- _GEKOZEN FRAGMENT_
%%

Wat hebben jullie het afgelopen jaar gedaan?
‘In 2021 namen we een ongebruikelijke stap. Via de ministerraad legden we een wetsvoorstel ter advisering aan de Raad van State voor zonder dat de financiële dekking al geregeld was. Dat doen we normaal gesproken niet. Maar voor strafvordering is het ingewikkeld om te berekenen hoe hoog de invoerings- en uitvoeringskosten zijn, omdat zo’n enorme wetgevende en uitvoerende operatie plaatsvindt over een aantal jaren. Een commissie had berekend hoeveel budget nodig zou zijn voor de invoering van het wetboek. Dat geld was er niet, maar de commissie hield een warm pleidooi het wetboek ook zonder dekking alvast naar de Raad van State te sturen voor advies. Omdat het zo’n bijzonder wetgevingstraject is.’

Vanwaar deze ongebruikelijke stap?
‘We wilden niet wachten op een nieuw kabinet. De tijd tot aan de verkiezingen in maart 2021 en de daaropvolgende onderhandelingen wilden we gebruiken om de Raad van State de gelegenheid te bieden om diepgaand over het wetboek na te denken. De Raad van State had ons al verteld dat zij daar een klein jaar voor nodig zouden hebben.’

Is het reëel dat advisering zoveel tijd kost?
‘Ja, dit is een majeure wetgevingsoperatie waarbij het belangrijk is dat een afdeling advisering alle tijd en ruimte ervaart om een bijdrage te leveren aan de totstandkoming van het wetboek. Bovendien zijn daar experts voor nodig, die de Raad moest inhuren.’

Wat hebben jullie gedaan tijdens het wachten op het advies van de Raad van State?

%%

- _JOUW OPDRACHT_
Beantwoord deze vragen aan de hand van het fragment over strafvordering.
(a) Wat werd in 2021 via de ministerraad aan de Raad van State voorgelegd, en wat was daarbij nog niet geregeld?
(b) In welke maand en welk jaar vonden de verkiezingen plaats?
(c) Hoeveel tijd zei de Raad van State nodig te hebben om over het wetboek na te denken?
De rijen spelen hier geen enkele rol.

- _Rijen uit de dataset_
%%

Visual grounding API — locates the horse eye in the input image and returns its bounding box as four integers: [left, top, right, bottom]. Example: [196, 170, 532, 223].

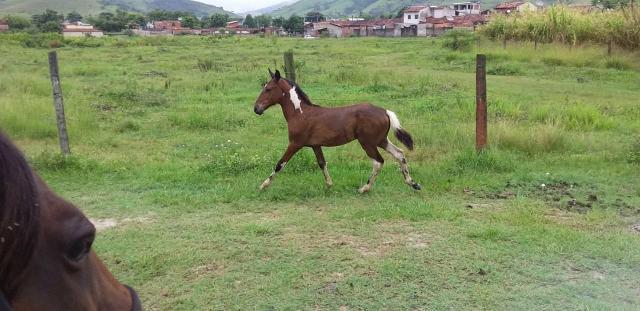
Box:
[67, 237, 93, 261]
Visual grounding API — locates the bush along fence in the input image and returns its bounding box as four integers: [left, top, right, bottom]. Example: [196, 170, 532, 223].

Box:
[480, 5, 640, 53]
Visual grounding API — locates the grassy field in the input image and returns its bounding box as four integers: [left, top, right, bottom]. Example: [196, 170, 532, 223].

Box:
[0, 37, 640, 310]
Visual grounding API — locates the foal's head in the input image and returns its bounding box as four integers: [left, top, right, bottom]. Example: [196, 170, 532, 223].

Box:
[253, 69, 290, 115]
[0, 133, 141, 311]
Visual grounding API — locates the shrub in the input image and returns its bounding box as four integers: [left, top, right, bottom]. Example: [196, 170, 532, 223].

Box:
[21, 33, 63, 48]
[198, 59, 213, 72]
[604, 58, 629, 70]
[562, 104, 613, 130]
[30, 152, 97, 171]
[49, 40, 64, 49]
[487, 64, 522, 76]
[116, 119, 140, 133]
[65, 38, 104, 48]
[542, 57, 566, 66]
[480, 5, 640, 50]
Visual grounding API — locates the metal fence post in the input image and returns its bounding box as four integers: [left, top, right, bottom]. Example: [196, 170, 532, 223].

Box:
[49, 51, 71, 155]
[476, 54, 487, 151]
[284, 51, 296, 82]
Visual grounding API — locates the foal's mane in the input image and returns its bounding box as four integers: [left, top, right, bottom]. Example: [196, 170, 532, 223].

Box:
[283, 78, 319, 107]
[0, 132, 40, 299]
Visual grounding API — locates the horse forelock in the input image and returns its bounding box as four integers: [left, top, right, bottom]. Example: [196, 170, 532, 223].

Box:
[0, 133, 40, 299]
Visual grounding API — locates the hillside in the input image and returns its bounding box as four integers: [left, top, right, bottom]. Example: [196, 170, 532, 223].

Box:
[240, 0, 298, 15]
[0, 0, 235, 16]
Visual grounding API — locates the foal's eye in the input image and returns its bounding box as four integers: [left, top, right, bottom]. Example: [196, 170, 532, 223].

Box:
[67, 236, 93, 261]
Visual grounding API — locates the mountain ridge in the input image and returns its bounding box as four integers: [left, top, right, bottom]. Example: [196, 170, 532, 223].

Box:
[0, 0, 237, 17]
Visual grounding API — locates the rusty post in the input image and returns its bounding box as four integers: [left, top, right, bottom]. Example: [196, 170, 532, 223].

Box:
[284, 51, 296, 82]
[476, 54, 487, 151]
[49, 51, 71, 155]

%%
%%

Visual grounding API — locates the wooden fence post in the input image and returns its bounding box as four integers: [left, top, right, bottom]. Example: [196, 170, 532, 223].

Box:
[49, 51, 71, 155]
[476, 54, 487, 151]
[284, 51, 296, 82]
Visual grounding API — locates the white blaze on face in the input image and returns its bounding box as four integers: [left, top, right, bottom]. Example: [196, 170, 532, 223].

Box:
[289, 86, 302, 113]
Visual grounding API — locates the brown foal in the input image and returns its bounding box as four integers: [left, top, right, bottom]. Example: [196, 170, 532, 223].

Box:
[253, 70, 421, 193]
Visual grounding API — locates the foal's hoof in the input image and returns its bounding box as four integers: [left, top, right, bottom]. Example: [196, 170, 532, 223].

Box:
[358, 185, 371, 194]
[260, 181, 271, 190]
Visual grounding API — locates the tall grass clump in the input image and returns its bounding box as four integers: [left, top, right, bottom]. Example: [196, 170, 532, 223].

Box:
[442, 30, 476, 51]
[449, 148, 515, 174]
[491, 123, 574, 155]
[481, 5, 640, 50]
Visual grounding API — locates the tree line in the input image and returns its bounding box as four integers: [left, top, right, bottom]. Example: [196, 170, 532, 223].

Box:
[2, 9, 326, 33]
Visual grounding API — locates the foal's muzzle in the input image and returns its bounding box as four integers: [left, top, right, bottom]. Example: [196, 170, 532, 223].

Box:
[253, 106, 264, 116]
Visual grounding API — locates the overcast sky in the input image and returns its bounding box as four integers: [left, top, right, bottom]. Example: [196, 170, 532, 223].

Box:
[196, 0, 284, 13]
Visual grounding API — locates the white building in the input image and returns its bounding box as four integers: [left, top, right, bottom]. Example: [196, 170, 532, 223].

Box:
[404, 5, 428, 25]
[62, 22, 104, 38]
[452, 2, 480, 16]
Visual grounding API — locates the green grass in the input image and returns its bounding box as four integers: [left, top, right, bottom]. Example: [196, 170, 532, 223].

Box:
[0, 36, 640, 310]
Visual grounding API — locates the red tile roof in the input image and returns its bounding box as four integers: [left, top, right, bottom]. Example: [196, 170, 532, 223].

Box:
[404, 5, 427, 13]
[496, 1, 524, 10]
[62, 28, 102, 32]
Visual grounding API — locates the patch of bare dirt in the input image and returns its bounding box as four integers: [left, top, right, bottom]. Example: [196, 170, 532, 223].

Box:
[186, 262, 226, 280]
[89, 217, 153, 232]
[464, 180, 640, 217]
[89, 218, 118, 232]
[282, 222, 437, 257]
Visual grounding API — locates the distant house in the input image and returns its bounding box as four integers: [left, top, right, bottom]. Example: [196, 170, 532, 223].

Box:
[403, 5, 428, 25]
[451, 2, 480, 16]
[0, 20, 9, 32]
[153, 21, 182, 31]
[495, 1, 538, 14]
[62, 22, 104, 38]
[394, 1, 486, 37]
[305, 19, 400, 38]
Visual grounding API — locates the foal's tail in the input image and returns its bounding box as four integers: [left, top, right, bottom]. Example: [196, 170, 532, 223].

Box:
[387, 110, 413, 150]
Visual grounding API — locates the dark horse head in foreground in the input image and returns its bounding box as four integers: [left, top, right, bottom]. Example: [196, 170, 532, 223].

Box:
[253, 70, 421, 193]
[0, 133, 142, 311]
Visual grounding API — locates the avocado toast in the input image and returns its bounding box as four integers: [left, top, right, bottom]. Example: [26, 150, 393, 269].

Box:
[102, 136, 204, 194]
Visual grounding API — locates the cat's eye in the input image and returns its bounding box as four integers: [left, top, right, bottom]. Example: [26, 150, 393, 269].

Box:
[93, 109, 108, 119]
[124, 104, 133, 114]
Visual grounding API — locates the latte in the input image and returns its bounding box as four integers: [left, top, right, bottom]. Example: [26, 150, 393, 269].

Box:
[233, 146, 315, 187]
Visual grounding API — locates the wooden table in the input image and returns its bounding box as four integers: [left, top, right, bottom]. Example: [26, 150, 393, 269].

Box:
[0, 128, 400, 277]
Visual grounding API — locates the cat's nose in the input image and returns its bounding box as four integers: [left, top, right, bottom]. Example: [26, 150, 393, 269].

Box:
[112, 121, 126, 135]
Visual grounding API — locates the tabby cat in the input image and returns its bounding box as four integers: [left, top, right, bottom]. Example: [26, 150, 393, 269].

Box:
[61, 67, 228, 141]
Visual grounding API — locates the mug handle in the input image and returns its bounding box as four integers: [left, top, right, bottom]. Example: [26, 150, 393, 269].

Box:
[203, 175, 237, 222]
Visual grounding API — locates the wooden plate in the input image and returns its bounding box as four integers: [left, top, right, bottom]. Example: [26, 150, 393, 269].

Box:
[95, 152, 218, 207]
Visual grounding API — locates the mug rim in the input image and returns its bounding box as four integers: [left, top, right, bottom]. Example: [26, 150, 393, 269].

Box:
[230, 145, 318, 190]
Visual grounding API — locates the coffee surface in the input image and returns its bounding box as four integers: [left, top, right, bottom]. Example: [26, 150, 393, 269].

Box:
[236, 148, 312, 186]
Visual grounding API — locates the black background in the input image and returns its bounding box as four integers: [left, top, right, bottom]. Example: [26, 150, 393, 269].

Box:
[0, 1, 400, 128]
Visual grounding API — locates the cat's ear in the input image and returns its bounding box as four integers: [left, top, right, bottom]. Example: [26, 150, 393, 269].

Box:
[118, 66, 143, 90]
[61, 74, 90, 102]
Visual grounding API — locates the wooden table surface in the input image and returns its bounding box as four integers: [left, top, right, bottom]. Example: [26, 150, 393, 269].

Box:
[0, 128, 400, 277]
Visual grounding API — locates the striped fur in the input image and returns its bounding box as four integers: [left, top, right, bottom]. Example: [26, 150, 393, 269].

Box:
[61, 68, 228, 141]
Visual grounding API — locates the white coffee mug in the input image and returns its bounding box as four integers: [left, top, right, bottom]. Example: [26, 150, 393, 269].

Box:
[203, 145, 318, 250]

%%

- _ANTWOORD OPDRACHT_
(a) Een wetsvoorstel ter advisering; de financiële dekking was nog niet geregeld.
(b) In maart 2021.
(c) Een klein jaar.